Exercise | Nothing may be dropped or altered: reproduce all the data.

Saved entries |
-- begin --
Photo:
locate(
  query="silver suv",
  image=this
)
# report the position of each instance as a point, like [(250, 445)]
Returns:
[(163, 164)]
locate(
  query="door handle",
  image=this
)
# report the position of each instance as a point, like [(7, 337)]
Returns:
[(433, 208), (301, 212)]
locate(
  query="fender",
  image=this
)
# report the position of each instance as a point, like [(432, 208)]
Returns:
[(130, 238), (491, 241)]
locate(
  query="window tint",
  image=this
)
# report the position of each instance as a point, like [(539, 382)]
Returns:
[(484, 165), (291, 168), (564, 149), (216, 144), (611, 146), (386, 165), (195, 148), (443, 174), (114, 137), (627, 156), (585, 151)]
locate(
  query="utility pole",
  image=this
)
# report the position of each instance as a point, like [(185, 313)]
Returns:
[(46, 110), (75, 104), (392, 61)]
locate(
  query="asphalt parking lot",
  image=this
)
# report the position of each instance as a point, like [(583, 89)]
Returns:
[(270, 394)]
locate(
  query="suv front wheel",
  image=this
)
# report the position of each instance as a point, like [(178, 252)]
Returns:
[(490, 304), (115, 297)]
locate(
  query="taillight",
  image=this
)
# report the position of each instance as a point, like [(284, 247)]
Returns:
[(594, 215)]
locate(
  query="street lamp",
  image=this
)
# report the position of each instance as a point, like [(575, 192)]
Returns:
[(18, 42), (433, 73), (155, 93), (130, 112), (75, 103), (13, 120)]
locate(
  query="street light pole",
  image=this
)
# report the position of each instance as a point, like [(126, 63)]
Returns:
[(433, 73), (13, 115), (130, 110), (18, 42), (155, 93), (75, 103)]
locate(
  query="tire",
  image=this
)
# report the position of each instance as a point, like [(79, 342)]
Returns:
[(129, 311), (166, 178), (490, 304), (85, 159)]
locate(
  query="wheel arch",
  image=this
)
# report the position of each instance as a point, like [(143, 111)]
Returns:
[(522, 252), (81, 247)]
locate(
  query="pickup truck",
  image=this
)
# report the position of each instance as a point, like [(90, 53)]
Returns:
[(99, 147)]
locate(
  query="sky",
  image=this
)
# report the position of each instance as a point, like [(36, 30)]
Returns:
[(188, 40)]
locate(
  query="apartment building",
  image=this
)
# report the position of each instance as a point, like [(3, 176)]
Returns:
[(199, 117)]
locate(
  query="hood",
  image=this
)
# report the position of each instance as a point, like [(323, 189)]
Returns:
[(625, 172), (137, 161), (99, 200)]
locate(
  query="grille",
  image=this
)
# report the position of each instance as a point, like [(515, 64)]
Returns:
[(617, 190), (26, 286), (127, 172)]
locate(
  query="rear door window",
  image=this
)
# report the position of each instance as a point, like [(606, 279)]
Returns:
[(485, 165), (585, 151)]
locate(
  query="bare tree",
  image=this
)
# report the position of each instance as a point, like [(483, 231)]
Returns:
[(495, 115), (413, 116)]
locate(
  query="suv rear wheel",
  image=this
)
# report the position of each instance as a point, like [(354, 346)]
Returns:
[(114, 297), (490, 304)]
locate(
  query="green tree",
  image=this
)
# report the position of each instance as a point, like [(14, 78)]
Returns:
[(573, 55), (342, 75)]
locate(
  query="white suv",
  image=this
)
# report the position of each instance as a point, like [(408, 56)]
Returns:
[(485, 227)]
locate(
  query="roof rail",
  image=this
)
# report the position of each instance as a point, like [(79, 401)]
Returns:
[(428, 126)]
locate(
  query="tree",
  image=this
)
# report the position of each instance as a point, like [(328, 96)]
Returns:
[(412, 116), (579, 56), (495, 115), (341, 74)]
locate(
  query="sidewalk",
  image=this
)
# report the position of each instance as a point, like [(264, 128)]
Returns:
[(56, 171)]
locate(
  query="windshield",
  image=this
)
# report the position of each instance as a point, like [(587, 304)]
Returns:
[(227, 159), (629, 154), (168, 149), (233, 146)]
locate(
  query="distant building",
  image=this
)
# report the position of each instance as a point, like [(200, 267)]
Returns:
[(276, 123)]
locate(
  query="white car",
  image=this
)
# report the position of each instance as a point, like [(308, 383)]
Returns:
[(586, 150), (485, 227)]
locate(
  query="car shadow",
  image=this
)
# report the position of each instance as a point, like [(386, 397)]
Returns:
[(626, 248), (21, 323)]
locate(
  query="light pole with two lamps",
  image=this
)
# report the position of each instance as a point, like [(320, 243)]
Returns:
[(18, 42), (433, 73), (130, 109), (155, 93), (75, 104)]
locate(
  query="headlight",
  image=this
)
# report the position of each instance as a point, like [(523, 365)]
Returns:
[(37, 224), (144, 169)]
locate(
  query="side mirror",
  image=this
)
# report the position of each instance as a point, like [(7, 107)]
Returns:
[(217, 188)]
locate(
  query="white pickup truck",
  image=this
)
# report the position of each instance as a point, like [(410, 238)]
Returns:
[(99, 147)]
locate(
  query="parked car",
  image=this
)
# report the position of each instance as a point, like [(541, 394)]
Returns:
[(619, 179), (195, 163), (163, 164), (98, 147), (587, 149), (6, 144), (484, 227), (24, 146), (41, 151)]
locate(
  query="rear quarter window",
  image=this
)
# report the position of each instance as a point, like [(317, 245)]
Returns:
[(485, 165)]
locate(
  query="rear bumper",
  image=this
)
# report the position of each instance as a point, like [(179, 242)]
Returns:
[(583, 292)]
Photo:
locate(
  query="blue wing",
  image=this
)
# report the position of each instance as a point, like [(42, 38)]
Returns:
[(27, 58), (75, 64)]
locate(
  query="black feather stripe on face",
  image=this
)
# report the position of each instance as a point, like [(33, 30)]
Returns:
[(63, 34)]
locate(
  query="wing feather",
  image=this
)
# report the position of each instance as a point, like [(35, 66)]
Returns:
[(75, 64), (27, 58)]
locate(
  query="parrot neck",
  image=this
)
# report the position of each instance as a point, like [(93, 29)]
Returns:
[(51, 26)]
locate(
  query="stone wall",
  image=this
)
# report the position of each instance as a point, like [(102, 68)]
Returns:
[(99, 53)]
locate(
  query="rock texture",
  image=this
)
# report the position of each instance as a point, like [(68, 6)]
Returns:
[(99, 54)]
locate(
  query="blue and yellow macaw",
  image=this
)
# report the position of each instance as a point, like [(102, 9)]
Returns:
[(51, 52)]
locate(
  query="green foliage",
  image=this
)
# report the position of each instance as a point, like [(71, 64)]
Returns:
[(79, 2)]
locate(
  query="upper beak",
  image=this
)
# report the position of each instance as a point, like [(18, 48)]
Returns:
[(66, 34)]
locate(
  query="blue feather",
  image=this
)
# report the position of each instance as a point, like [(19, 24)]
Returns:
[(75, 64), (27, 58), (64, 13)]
-- end --
Solution to this task |
Photo:
locate(
  query="silver suv",
  image=this
)
# report the position of each instance as a point, like [(250, 445)]
Returns:
[(163, 164)]
locate(
  query="door handle",
  image=this
)
# report the position of each instance as a point, like [(7, 337)]
Returns:
[(433, 208), (301, 212)]
locate(
  query="fender",
  image=this
)
# report the position of each instance as a point, like [(432, 208)]
Returns:
[(130, 238), (491, 241)]
locate(
  query="window tint",
  image=this
)
# report the position of each instance as a point, like [(539, 382)]
Returns:
[(484, 165), (291, 168), (564, 149), (216, 144), (611, 146), (386, 165), (195, 148), (443, 174), (114, 137), (627, 156), (585, 151)]
locate(
  query="utility pole",
  image=this
)
# report the position of each instance as a point, like [(185, 313)]
Returns:
[(46, 110), (75, 104), (392, 61)]
locate(
  query="asphalt parking lot",
  image=this
)
# report the position of each instance as a point, like [(583, 89)]
Returns:
[(270, 394)]
locate(
  query="suv front wheel",
  image=this
)
# report the position of each instance as a point, like [(178, 252)]
Returns:
[(490, 304), (115, 297)]
locate(
  query="taillight",
  image=this
)
# report the position of each instance as a point, like [(284, 247)]
Returns:
[(594, 215)]
locate(
  query="street lamp",
  image=this
)
# report the position of each instance as a point, like [(575, 192)]
Returns:
[(18, 42), (433, 73), (155, 93), (130, 112), (75, 103), (13, 120)]
locate(
  query="street light pole",
  image=this
)
# report the position of each instance as a point, like [(126, 63)]
Returns:
[(433, 73), (13, 115), (130, 110), (18, 42), (155, 93), (75, 103)]
locate(
  query="tire",
  image=this
)
# report the position of each instance as a point, like [(79, 342)]
Returns:
[(129, 311), (166, 178), (490, 304), (85, 159)]
locate(
  query="wheel arch",
  image=this
)
# report the position of each instance as a point, like [(143, 111)]
Returns:
[(522, 252), (81, 247)]
locate(
  query="pickup truck",
  image=this
)
# report the position of each instance as a point, like [(90, 53)]
Returns:
[(99, 147)]
locate(
  query="sky",
  image=this
)
# report the position of each instance as a point, like [(36, 30)]
Returns:
[(188, 40)]
locate(
  query="apartment building",
  image=this
)
# report the position of each instance as a point, like [(3, 176)]
Returns:
[(199, 117)]
locate(
  query="hood",
  image=this
)
# report the position of each instance as a point, like [(323, 189)]
Returns:
[(625, 172), (137, 161), (99, 200)]
locate(
  query="grille",
  image=this
)
# report the position of each instance as a point, like [(515, 64)]
Returns:
[(617, 190), (26, 286), (127, 172)]
locate(
  query="rear door window",
  image=this
)
# report the position of each instance as a point, like [(606, 279)]
Returns:
[(485, 165), (585, 151)]
locate(
  query="bare tree",
  image=this
)
# report the position of each instance as a point, like [(483, 231)]
Returns:
[(495, 115), (413, 116)]
locate(
  query="suv rear wheel",
  image=this
)
# report the position of each instance as a point, like [(354, 346)]
Returns:
[(114, 297), (490, 304)]
locate(
  query="green tree",
  image=this
)
# report the position of each instance as a point, like [(14, 78)]
Returns:
[(573, 55), (342, 75)]
locate(
  query="white suv",
  image=this
)
# report the position of each instance as a point, like [(408, 56)]
Returns:
[(485, 227)]
locate(
  query="roof rail",
  image=this
)
# report the position of each instance as a point, like [(79, 401)]
Returns:
[(428, 126)]
locate(
  query="tree",
  image=this
)
# report the position of each instance as a point, like [(328, 96)]
Returns:
[(412, 116), (579, 56), (495, 115), (341, 74)]
locate(
  query="sidewalk",
  image=this
)
# report the position of each instance as a point, like [(264, 128)]
Returns:
[(56, 171)]
locate(
  query="windshield",
  image=this
)
# report the position of each instance as a point, like [(587, 304)]
Returns:
[(227, 159), (629, 154), (168, 149), (233, 146)]
locate(
  query="distant building",
  image=this
)
# report the position of each instance as a point, like [(200, 267)]
Returns:
[(276, 123)]
locate(
  query="white car",
  image=this
)
# report the position of each instance as a point, like [(308, 383)]
Returns:
[(586, 150), (485, 227)]
locate(
  query="car shadow",
  image=this
)
# report the position of each instance as a point, like [(386, 397)]
Returns:
[(626, 248), (21, 323)]
locate(
  query="light pole with two lamps",
  image=this
)
# report the position of each instance as a point, like [(320, 243)]
Returns:
[(18, 42), (433, 73), (130, 109), (155, 93), (75, 104)]
locate(
  query="headlight",
  image=this
)
# report the position of each instance as a point, like [(523, 365)]
Returns:
[(37, 224), (144, 169)]
locate(
  query="side mirror",
  image=this
)
# report the position of each instance as a point, like [(7, 107)]
Returns:
[(217, 188)]
locate(
  query="white pickup truck",
  image=this
)
# report the position of each instance as a point, like [(410, 238)]
Returns:
[(99, 147)]
locate(
  query="parked car",
  image=this
)
# report the position of each instance as a point, like [(541, 394)]
Returns:
[(619, 179), (195, 163), (163, 164), (98, 147), (587, 149), (6, 144), (484, 227), (24, 146), (41, 151)]
locate(
  query="rear quarter window",
  image=this
)
# report the position of each instance as a point, like [(317, 245)]
Returns:
[(485, 165)]
locate(
  query="rear bumper",
  image=this
)
# report the position of each instance as a point, like [(179, 242)]
Returns:
[(583, 292)]
Photo:
locate(
  query="blue wing",
  image=this
)
# report the position of each instance as a point, like [(42, 38)]
Returns:
[(27, 58), (75, 64)]
locate(
  query="black feather stripe on face",
  image=this
)
# report the position of each instance as a point, like [(33, 30)]
Returns:
[(63, 34)]
locate(
  query="wing feather",
  image=this
)
# report the position of each instance as a point, like [(35, 66)]
Returns:
[(75, 64), (27, 58)]
locate(
  query="parrot neck",
  image=this
)
# report the position of each instance as a point, like [(93, 29)]
Returns:
[(51, 26)]
locate(
  query="stone wall",
  image=this
)
# report the position of each instance as a point, like [(102, 68)]
Returns:
[(99, 53)]
locate(
  query="rock texture",
  image=this
)
# report the position of each instance as a point, like [(68, 6)]
Returns:
[(99, 54)]
locate(
  query="blue and yellow macaw",
  image=this
)
# report the position of each instance as a point, like [(102, 9)]
Returns:
[(51, 52)]
locate(
  query="green foliage",
  image=this
)
# report the position of each instance as a point, like [(71, 64)]
Returns:
[(79, 2)]
locate(
  query="upper beak",
  image=this
)
# report the position of each instance as a point, like [(18, 48)]
Returns:
[(66, 34)]
locate(
  query="blue feather",
  image=this
)
# report the position of each instance as a point, like [(19, 24)]
Returns:
[(75, 64), (27, 58), (64, 13)]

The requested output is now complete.